(Items from a dataset)
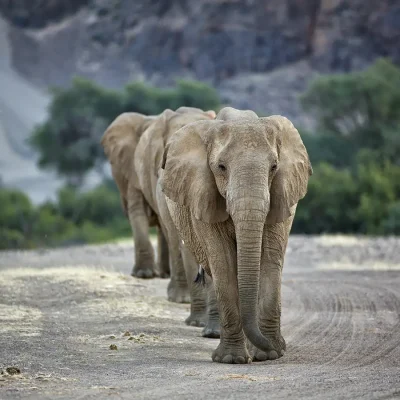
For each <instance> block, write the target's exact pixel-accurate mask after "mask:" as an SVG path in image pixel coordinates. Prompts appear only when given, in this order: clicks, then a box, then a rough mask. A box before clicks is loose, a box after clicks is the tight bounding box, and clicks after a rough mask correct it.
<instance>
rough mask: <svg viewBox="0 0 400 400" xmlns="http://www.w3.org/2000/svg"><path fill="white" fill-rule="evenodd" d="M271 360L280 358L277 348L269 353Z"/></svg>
mask: <svg viewBox="0 0 400 400" xmlns="http://www.w3.org/2000/svg"><path fill="white" fill-rule="evenodd" d="M268 356H269V359H270V360H276V359H277V358H278V353H277V352H276V351H275V350H272V351H270V352H269V354H268Z"/></svg>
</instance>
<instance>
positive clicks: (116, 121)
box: [101, 112, 170, 278]
mask: <svg viewBox="0 0 400 400" xmlns="http://www.w3.org/2000/svg"><path fill="white" fill-rule="evenodd" d="M157 117H158V116H155V115H152V116H145V115H143V114H139V113H134V112H130V113H128V112H127V113H123V114H121V115H119V116H118V117H117V118H116V119H115V120H114V121H113V122H112V123H111V124H110V126H109V127H108V128H107V129H106V131H105V133H104V135H103V137H102V139H101V144H102V146H103V148H104V152H105V154H106V156H107V158H108V160H109V162H110V164H111V172H112V176H113V178H114V181H115V183H116V185H117V187H118V190H119V192H120V197H121V204H122V209H123V211H124V214H125V215H126V217H127V218H128V219H129V222H130V225H131V228H132V233H133V237H134V241H135V265H134V267H133V270H132V276H136V277H138V278H153V277H154V276H156V275H159V276H161V277H163V278H166V277H168V276H169V273H170V269H169V253H168V247H167V243H166V239H165V237H164V234H163V232H162V230H161V227H160V225H159V221H158V218H157V215H156V214H155V213H154V211H153V210H152V209H151V207H150V206H149V204H148V203H147V202H146V200H145V198H144V196H143V193H142V191H141V190H140V187H139V181H138V177H137V174H136V171H135V168H134V154H135V151H136V148H137V145H138V143H139V140H140V138H141V136H142V134H143V132H145V131H146V129H147V128H149V127H150V125H152V124H154V123H155V121H156V119H157ZM150 226H156V227H157V241H158V245H157V249H158V271H157V269H156V266H155V262H154V251H153V246H152V244H151V242H150V239H149V236H148V230H149V227H150Z"/></svg>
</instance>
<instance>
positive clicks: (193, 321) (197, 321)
mask: <svg viewBox="0 0 400 400" xmlns="http://www.w3.org/2000/svg"><path fill="white" fill-rule="evenodd" d="M185 324H186V325H189V326H199V327H203V326H205V325H206V323H205V315H204V313H195V312H191V313H190V315H189V316H188V317H187V318H186V319H185Z"/></svg>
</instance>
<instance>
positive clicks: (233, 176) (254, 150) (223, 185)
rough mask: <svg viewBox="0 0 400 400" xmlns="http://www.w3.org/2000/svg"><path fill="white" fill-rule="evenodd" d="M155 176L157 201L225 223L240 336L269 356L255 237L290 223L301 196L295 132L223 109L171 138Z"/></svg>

**Problem requirements:** All the records need to be printed again exactly as written, though without their pictures.

**Final answer:**
For each <instance> block, write the target's exact pixel-accurate mask after "mask:" as an SVG path in image pixel coordinates. Prompts appear only when given, in this order: clicks, then a box, then a rough mask. A box before clicks is loose, a box after clicks is the tight bounding box, and clicks after a rough mask correct it.
<instance>
rough mask: <svg viewBox="0 0 400 400" xmlns="http://www.w3.org/2000/svg"><path fill="white" fill-rule="evenodd" d="M271 360L280 358L277 348L269 353Z"/></svg>
mask: <svg viewBox="0 0 400 400" xmlns="http://www.w3.org/2000/svg"><path fill="white" fill-rule="evenodd" d="M268 356H269V359H270V360H276V359H277V358H278V353H277V352H276V351H275V350H272V351H270V352H269V354H268Z"/></svg>
</instance>
<instance>
positive clicks: (116, 121)
box: [101, 112, 170, 278]
mask: <svg viewBox="0 0 400 400" xmlns="http://www.w3.org/2000/svg"><path fill="white" fill-rule="evenodd" d="M157 117H158V116H155V115H152V116H145V115H143V114H139V113H134V112H130V113H128V112H127V113H123V114H121V115H119V116H118V117H117V118H116V119H115V120H114V121H113V122H112V123H111V124H110V126H109V127H108V128H107V129H106V131H105V133H104V135H103V137H102V139H101V144H102V146H103V148H104V152H105V154H106V156H107V158H108V160H109V162H110V164H111V172H112V176H113V178H114V181H115V183H116V185H117V187H118V190H119V192H120V197H121V204H122V209H123V211H124V214H125V215H126V217H127V218H128V219H129V222H130V225H131V228H132V233H133V237H134V241H135V265H134V267H133V270H132V276H136V277H138V278H153V277H154V276H156V275H159V276H161V277H163V278H166V277H168V276H169V273H170V269H169V253H168V247H167V243H166V239H165V237H164V234H163V232H162V230H161V227H160V225H159V221H158V218H157V215H156V214H155V213H154V211H153V210H152V209H151V207H150V206H149V204H148V203H147V202H146V200H145V198H144V196H143V193H142V191H141V190H140V187H139V181H138V177H137V174H136V171H135V168H134V154H135V151H136V148H137V145H138V143H139V140H140V138H141V136H142V134H143V132H145V131H146V129H147V128H149V127H150V125H152V124H154V123H155V121H156V119H157ZM150 226H156V227H157V241H158V245H157V249H158V271H157V269H156V266H155V262H154V251H153V246H152V244H151V242H150V239H149V236H148V230H149V227H150Z"/></svg>
</instance>
<instance>
positive clicks: (193, 321) (197, 321)
mask: <svg viewBox="0 0 400 400" xmlns="http://www.w3.org/2000/svg"><path fill="white" fill-rule="evenodd" d="M185 324H186V325H189V326H199V327H203V326H205V325H206V323H205V315H204V313H195V312H191V313H190V315H189V316H188V317H187V318H186V319H185Z"/></svg>
</instance>
<instance>
positive clicks: (233, 176) (254, 150) (223, 185)
rough mask: <svg viewBox="0 0 400 400" xmlns="http://www.w3.org/2000/svg"><path fill="white" fill-rule="evenodd" d="M155 176L157 201L225 223L240 336L269 356L255 237L290 223L301 196L295 132L223 109L171 138Z"/></svg>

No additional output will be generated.